------ TEXT PROVIDED ------

Each level provides the player with 3 chances to fight Neff. Each opportunity is presented with a path or section of enemy patterns, some obstacles, and opportunities to gather orbs. If the player has transformed before meeting Neff, they can challenge Neff. Each path gets more challenging, and will provide more enemies, obstacles, and chances to transform, but the bonus the player gets is reduced at each encounter.

Level Example: Level 1 - Graveyard
|Start Path 1| --> Enemies (Slow Feet/Headless Horrors/Grave Masters/Skinny Orcuses/Wolves) -- Obstacles (Grave Stones) -- |1st Encounter (100,000 Bonus) else: Go to Path 2|
|Start Path 2| --> Enemies (Slow Feet/Headless Horrors/Grave Masters/Skinny Orcuses/Wolves) -- Obstacles (Grave Stones/Tall Walls) -- |2nd Encounter [If transformed: Fight Aggar](50,000 Bonus) else: Go to Path 3|
|Start Path 3| --> Enemies (Slow Feet/Headless Horrors/Grave Masters/Skinny Orcuses/Wolves) -- Obstacles (Grave Stones/Tall Walls/Half Walls) -- |3rd Encounter [Fight Aggar](20,000 Bonus)

As you can see, each path will provide more enemies and stuff to do, and another opportunity to fight Neff. Due to the nature of the bonus structure, and the number and value enemy points, it's always in your best interest to fight Neff at the first encounter. This means a few things:

A good loop (Finishing the game start to end) means getting first encounter bonuses on every level. That means, 5 levels @ 100,000 pts. should net you 500,000 pts in bonus alone. Then you toss on your Path 1 enemy values. As you improve, the focus will be on guaranteeing first encounter level finishes, mitigating damage, and then finally, maximizing Path 1 enemy clearing. That means, a perfect run of any level is getting every enemy in Path 1 of any level, getting encounter 1 bonus, and taking no damage.

So all this means, Path 1 mastery on Normal, Hard, and Hardest difficulty settings. The idea it so try to reduce [I]any damage taken, and mitigate any bad positions, which will result in being hit multiple times (enemy player juggling, I call bump juggling) so that you can get as many loops as possible. There is no way to regain health, or earn additional lives, so, outside the end of game bonus that refills your life after a loop (which is somewhat finicky, but more on that later) you only get the 3 lives and maybe a life regen after beating a loop. (and that's a loose maybe...)

------ EXTRACTED DATA ------

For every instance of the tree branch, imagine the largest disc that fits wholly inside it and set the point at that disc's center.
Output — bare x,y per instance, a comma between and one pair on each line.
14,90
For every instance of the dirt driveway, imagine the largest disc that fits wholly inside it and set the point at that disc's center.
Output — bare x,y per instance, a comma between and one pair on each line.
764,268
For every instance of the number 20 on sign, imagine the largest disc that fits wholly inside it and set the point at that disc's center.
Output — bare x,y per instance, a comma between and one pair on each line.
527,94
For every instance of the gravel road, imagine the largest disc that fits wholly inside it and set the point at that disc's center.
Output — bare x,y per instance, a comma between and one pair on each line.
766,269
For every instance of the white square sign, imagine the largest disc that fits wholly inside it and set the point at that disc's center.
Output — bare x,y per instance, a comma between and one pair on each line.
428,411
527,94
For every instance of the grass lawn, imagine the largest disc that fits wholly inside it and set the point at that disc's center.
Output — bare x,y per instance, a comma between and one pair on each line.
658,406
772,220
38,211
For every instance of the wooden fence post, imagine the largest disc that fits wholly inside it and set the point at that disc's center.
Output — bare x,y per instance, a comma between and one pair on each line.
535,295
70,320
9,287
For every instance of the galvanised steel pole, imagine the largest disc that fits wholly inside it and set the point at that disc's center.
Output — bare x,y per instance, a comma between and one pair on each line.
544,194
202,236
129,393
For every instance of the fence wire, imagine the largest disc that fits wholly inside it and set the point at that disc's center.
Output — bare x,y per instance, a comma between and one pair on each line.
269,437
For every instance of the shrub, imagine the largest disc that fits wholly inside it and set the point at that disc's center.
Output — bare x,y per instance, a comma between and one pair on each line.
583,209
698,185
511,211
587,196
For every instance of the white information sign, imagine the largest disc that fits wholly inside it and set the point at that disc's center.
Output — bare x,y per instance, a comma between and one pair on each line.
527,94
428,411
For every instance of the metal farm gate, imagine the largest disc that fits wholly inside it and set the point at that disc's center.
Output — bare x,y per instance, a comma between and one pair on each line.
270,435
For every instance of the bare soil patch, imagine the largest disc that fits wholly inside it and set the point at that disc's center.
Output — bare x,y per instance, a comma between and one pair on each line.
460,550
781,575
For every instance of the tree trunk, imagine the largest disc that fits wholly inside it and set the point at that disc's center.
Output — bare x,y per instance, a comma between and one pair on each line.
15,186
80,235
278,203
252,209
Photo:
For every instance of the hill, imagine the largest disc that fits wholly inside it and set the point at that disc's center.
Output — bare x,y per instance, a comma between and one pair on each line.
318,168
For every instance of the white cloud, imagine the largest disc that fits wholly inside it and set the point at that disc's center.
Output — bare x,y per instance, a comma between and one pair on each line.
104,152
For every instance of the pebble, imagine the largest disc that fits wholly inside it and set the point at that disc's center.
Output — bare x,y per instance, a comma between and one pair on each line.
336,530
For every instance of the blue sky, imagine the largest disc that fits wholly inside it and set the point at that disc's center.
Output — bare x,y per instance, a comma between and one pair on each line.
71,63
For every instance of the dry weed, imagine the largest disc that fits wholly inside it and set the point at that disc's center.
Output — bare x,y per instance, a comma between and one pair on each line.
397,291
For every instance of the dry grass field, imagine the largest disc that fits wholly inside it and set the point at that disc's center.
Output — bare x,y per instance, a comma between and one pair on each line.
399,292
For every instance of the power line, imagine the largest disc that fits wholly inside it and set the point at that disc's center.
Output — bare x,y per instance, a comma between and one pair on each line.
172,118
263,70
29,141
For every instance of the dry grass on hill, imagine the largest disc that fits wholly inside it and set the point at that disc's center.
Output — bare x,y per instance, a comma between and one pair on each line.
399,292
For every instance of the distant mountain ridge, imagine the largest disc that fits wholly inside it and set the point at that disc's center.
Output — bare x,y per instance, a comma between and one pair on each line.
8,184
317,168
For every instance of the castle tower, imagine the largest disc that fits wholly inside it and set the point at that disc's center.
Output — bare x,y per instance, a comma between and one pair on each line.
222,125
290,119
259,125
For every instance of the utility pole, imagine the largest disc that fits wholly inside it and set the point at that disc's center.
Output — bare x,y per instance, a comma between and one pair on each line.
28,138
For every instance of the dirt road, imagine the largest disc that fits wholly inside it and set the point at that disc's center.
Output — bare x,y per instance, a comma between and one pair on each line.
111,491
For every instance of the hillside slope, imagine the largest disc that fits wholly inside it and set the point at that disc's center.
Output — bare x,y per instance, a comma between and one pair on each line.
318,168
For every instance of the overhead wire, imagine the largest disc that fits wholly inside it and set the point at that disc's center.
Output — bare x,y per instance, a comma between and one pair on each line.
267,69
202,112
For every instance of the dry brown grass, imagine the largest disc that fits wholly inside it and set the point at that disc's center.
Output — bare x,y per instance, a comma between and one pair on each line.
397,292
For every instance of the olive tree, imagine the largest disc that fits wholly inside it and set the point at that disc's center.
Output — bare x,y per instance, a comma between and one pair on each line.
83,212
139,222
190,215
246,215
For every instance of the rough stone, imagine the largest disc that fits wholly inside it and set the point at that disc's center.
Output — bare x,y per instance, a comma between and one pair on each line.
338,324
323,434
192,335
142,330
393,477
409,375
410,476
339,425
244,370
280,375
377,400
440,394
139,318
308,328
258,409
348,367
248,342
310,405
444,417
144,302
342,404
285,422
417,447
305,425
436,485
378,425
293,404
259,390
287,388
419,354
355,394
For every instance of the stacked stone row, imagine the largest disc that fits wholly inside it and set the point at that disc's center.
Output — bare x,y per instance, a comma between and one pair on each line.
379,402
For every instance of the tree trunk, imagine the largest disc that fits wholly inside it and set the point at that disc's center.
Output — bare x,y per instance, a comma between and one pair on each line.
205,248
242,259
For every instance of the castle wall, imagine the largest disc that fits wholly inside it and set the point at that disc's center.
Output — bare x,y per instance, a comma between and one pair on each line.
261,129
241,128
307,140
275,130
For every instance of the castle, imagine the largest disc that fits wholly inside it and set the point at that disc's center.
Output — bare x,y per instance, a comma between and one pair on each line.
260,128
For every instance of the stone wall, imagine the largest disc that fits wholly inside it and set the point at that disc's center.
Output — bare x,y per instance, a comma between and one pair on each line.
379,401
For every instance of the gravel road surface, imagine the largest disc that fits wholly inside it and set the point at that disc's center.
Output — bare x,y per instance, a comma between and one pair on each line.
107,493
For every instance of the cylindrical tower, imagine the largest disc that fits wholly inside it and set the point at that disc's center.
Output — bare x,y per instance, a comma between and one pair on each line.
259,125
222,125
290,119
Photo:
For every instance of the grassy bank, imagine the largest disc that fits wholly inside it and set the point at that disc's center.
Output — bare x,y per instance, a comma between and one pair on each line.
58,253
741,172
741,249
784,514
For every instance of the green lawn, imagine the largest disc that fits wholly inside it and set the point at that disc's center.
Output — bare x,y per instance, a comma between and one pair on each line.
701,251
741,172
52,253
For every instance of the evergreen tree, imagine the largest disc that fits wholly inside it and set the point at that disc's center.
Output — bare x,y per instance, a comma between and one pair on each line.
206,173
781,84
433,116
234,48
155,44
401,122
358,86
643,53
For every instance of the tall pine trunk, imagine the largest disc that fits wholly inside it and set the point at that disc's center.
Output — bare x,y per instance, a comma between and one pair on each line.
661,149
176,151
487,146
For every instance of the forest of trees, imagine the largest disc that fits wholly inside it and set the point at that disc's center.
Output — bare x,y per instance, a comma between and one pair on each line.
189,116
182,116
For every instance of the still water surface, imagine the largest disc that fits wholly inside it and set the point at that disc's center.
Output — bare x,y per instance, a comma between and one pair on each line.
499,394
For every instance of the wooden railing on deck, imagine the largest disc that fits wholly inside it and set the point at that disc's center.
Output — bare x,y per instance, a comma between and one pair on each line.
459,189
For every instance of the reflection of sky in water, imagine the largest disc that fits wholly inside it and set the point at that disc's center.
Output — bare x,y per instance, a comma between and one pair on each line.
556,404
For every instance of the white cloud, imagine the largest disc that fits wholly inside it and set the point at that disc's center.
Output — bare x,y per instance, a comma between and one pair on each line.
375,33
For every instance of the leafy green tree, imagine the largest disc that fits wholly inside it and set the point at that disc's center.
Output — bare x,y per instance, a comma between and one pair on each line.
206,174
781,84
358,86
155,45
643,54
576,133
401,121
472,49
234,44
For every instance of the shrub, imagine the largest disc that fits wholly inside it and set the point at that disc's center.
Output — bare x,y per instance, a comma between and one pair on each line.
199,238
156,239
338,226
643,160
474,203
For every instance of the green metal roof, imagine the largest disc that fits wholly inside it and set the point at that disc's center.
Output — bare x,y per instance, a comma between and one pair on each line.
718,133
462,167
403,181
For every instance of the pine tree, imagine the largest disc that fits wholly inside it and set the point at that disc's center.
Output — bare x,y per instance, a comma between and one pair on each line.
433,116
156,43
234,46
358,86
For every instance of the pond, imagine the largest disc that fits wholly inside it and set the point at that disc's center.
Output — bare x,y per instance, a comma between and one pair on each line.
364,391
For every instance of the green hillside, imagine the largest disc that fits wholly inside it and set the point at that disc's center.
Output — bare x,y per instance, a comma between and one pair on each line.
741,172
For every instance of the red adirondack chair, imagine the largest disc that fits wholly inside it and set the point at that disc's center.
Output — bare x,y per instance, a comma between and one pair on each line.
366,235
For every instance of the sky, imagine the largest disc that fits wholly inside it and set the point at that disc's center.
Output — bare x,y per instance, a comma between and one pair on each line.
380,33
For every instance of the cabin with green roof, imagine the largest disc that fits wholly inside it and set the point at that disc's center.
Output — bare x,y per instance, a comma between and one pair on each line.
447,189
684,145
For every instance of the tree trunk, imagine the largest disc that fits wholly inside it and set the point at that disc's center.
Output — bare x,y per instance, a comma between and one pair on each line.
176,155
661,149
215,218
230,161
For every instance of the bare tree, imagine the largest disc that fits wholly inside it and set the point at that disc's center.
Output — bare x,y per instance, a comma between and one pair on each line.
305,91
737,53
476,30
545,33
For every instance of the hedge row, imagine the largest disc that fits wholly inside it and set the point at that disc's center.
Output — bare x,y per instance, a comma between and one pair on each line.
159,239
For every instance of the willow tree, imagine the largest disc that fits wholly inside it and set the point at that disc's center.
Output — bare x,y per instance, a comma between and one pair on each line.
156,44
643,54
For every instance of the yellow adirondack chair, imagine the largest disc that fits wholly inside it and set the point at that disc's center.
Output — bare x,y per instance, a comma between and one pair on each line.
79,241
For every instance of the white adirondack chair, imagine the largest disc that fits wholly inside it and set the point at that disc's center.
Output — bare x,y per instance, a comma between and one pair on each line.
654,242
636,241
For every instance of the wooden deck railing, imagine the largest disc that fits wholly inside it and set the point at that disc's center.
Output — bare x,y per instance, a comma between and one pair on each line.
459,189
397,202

------

CHALLENGES:
**1.** In the game guide, how many chances does each level give the player to fight Neff?
**2.** Write a continuation of the game guide, starting after its final sentence.
The items come from a source separate from the game guide.

PER-TASK ANSWERS:
**1.** Three chances.

**2.**
Maximizing Path 1 Score vs End of Round Bonuses
The simple answer to this is always, always prioritize getting the first encounter bonus. There is no amount of enemies you can defeat that could make up for the loss of the first encounter bonus. You can't make up the 50,000 point loss with enemy scoring in path 1 & 2 combined. So if you have any doubts about a particular enemy sequence, or your ability to get a perfect path 1 score on any particular level, just skip it, and go for the first encounter bonus. You don't want to risk the loss in points, or risk taking damage. Again, there is no way to make up health points, so avoid exchanges unless you're sure you know that sequence and can get out unscathed. Many of the highest scores are achieved by avoiding the sketchiest enemy groupings. (Especially in stage 3).

A Couple Notes on Orbs
- enemies don't pause after you collect orbs unless you're transforming into a beast. You'll go through the whole power-up transformation and they will keep moving. Time your transformations, but try not to lose the orbs. Otherwise, this can lead to enemy juggling, etc.
- you can move after collection ONLY in air. If you collect the orb in the air from a low jump or high hump or neutral jump, you can move and attack in the air on your decent. Use this time to position yourself on the stage, and try to clear the area around your landing, to make time for the power up animation. (always collect in air if possible)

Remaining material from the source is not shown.